• _Given instruction_: Rewrite these lines, replacing "stool leg" with "chair leg" and leaving everything else unchanged.

·····

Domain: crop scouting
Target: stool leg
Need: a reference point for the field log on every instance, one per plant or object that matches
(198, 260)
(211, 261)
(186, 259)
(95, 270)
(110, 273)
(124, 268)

·····

• _Exercise output_:
Domain: crop scouting
Target: chair leg
Need: a reference point for the field log on every instance, one per plant or object that matches
(198, 260)
(211, 261)
(186, 259)
(95, 270)
(110, 273)
(124, 268)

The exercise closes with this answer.